- [What you have to do]:
Set each entry down verbatim, omitting images.
## begin Records to use
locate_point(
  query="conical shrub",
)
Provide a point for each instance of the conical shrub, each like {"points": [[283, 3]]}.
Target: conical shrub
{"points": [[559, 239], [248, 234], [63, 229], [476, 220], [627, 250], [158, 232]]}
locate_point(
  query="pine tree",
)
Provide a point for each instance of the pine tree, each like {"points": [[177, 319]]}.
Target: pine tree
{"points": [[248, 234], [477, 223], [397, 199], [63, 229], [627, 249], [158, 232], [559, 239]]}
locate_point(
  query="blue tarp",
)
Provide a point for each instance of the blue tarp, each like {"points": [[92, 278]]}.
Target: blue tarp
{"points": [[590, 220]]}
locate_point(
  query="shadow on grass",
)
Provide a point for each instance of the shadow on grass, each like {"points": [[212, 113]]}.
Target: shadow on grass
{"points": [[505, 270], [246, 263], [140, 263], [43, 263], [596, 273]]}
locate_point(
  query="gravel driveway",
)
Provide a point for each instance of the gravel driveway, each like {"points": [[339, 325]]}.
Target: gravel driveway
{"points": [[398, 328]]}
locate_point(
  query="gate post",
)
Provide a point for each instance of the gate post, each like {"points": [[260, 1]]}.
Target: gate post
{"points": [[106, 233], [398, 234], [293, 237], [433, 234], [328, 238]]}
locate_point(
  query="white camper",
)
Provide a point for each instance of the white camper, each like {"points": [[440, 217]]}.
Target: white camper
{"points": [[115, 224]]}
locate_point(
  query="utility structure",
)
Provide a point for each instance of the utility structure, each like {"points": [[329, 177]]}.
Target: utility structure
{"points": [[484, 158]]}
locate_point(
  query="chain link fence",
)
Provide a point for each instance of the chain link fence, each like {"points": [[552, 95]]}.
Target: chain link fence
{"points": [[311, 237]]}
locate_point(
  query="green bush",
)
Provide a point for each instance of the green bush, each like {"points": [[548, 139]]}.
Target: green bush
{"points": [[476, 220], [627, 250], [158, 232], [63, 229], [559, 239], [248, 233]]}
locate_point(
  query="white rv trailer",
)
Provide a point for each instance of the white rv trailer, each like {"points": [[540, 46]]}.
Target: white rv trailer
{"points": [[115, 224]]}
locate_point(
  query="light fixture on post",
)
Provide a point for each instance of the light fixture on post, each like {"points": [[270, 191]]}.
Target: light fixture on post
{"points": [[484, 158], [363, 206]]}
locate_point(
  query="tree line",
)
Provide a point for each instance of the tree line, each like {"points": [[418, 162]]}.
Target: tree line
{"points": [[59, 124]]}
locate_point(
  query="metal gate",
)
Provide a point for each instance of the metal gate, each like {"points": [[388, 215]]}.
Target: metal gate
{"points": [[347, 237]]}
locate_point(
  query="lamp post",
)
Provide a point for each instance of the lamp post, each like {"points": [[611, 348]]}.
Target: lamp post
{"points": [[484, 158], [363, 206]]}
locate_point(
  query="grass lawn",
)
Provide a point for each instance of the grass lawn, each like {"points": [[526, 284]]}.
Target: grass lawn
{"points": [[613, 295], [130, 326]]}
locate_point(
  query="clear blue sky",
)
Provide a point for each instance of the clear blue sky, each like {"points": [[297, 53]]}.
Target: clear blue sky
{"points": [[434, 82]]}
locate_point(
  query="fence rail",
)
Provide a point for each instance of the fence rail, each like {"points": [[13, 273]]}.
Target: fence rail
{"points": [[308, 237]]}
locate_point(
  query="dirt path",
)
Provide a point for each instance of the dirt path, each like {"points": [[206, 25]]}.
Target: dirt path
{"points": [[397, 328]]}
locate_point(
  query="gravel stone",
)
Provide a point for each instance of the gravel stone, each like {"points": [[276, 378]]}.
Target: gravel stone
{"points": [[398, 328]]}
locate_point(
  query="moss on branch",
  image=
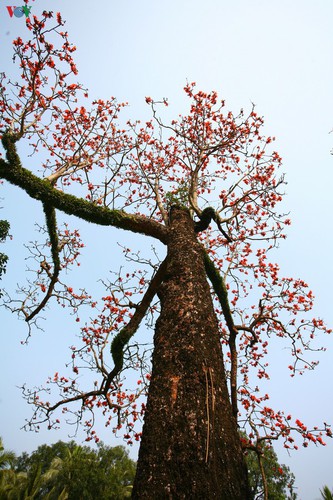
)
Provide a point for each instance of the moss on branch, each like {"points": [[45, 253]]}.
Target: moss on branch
{"points": [[43, 190]]}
## end Records to use
- [The completed task]:
locate_point(
  query="conical shrub",
)
Provide a point for each instance of the conical shrub, each like {"points": [[283, 3]]}.
Target: conical shrub
{"points": [[559, 239], [248, 234], [63, 229], [476, 220], [627, 250], [158, 232]]}
locate_point(
  query="pine tree",
)
Provide a point for each instance of the pine tree, each like {"points": [[177, 319]]}.
Target: pine tree
{"points": [[248, 234], [477, 223], [397, 199], [63, 229], [627, 249], [158, 232], [559, 239]]}
locate_point(
  query="blue tarp",
)
Provide a point for each instance of the blue tarp, each like {"points": [[92, 278]]}.
Target: blue tarp
{"points": [[590, 220]]}
locate_point(
  query="shadow on grass",
)
Provide a point for each instance of the shadow on grass, each like {"points": [[212, 113]]}.
Target: shadow on grass
{"points": [[505, 270], [246, 263], [140, 263], [43, 263], [596, 273]]}
locate_point(
  query="gravel driveway",
)
Provide a point for each instance of the gravel driveway, each like {"points": [[339, 325]]}.
Target: gravel driveway
{"points": [[398, 328]]}
locate_point(
  query="gate post",
)
Provide a point for each instance of the gate post, each like {"points": [[260, 1]]}.
Target: gate post
{"points": [[106, 233], [398, 234], [293, 237], [433, 234], [328, 238]]}
locate_point(
  query="white camper",
)
Provide a point for each instance of the white camper, each like {"points": [[440, 217]]}.
Target: white camper
{"points": [[115, 224]]}
locate_point(
  query="utility structure",
)
Provide a point for each instance of the utility structure, each like {"points": [[329, 177]]}.
Target: utility structure
{"points": [[484, 158]]}
locate_point(
  query="chain link fence",
)
Provide a point for each instance of the chain link fence, each like {"points": [[552, 95]]}.
Target: chain link fence
{"points": [[311, 237]]}
locate_point(
  query="green bush",
)
Provide a point for each instance of the green bush, each like {"points": [[548, 139]]}.
Target: green bush
{"points": [[476, 220], [627, 250], [158, 232], [63, 229], [559, 239], [248, 233]]}
locate_point(
  query="white rv trailer",
)
Provide a point for each instance of the white rv trailer, each like {"points": [[540, 46]]}.
Target: white rv trailer
{"points": [[115, 224]]}
locate_point(
  query="light fixture on post",
)
Provide a point for each instance of the light fixture on post, each like {"points": [[270, 191]]}.
Target: light fixture on post
{"points": [[484, 158], [363, 206]]}
locate_point(
  query="tree line",
)
Provide a point for each instance of the tree line, each like {"points": [[418, 162]]}.
Target: tree line
{"points": [[59, 124]]}
locate_point(
  query="metal gate",
)
Provide a point for each instance of the metal gate, each like {"points": [[388, 215]]}.
Target: metal gate
{"points": [[347, 237]]}
locate_point(
  query="lamp post",
)
Provide a point for each instance of the lamp post, each like {"points": [[611, 348]]}.
Target: lamp post
{"points": [[484, 158], [363, 206]]}
locate_point(
  query="grass lawn",
)
Provide a point for each instance of the grass lawn, each like {"points": [[526, 284]]}.
Target: grass lawn
{"points": [[613, 295], [130, 326]]}
locate_point(
  query="clear blue sky",
)
Provide a point for each instance of the clear blue sky, each like {"points": [[297, 53]]}.
Target: clear blue sky
{"points": [[434, 82]]}
locate_point(
  query="fence rail",
)
Provide a point for each instance of the fence rail, each like {"points": [[13, 273]]}.
Target: fence rail
{"points": [[308, 237]]}
locate_point(
  query="dirt path",
)
Provide a point for each instance of the dirt path, each like {"points": [[206, 25]]}.
Target: dirt path
{"points": [[397, 328]]}
locate_point(
  query="gravel stone",
)
Provide a point for each instance of the gravel stone, each like {"points": [[276, 378]]}.
Target: gravel stone
{"points": [[398, 328]]}
locate_point(
  query="moss on branch",
  image=
)
Provide a point for each instance of the moss on branch, each like {"points": [[45, 253]]}.
Target: moss on branch
{"points": [[43, 190]]}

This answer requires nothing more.